All of the lines below are to be transcribed faithfully, with pictures excluded from the copy.

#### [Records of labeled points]
· · · · ·
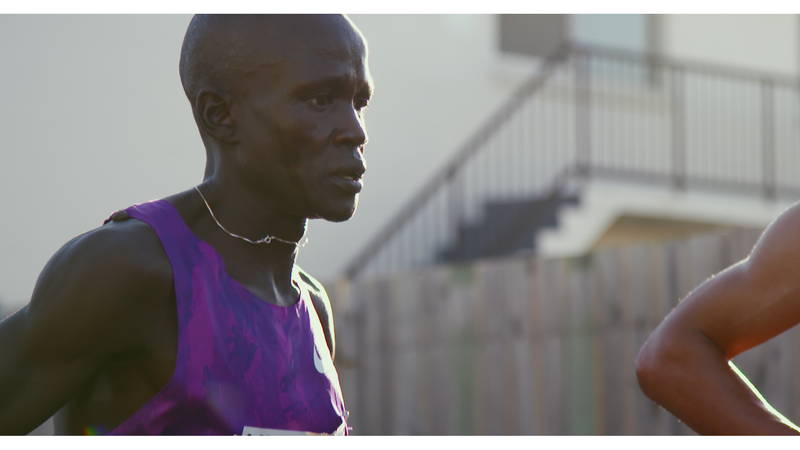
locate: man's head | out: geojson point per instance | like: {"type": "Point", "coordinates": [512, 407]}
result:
{"type": "Point", "coordinates": [279, 102]}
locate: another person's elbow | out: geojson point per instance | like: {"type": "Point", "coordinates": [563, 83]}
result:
{"type": "Point", "coordinates": [657, 359]}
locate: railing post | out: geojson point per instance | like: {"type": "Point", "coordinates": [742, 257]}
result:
{"type": "Point", "coordinates": [455, 203]}
{"type": "Point", "coordinates": [583, 131]}
{"type": "Point", "coordinates": [768, 164]}
{"type": "Point", "coordinates": [678, 127]}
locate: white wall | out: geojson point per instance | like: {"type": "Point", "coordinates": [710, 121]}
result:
{"type": "Point", "coordinates": [763, 42]}
{"type": "Point", "coordinates": [94, 119]}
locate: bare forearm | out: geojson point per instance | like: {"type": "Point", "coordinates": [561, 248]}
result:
{"type": "Point", "coordinates": [692, 379]}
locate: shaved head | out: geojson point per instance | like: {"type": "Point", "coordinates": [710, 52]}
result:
{"type": "Point", "coordinates": [220, 50]}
· · · · ·
#### [Problem solution]
locate: man's head | out: geojson point per instance | like: {"type": "Point", "coordinates": [512, 407]}
result:
{"type": "Point", "coordinates": [279, 102]}
locate: another person's elbow | out: geojson point per instance | like: {"type": "Point", "coordinates": [563, 83]}
result:
{"type": "Point", "coordinates": [657, 359]}
locate: railing post | out: geojson point per instance | like: {"type": "Point", "coordinates": [742, 257]}
result:
{"type": "Point", "coordinates": [455, 203]}
{"type": "Point", "coordinates": [583, 131]}
{"type": "Point", "coordinates": [768, 164]}
{"type": "Point", "coordinates": [678, 127]}
locate: white wall | out: geojson point per instance | like: {"type": "Point", "coordinates": [710, 121]}
result:
{"type": "Point", "coordinates": [763, 42]}
{"type": "Point", "coordinates": [94, 119]}
locate: bare forearm | out: geojson point per instance | like: {"type": "Point", "coordinates": [561, 248]}
result:
{"type": "Point", "coordinates": [692, 379]}
locate: shaved head | out: geojson point per instance | like: {"type": "Point", "coordinates": [710, 52]}
result:
{"type": "Point", "coordinates": [220, 50]}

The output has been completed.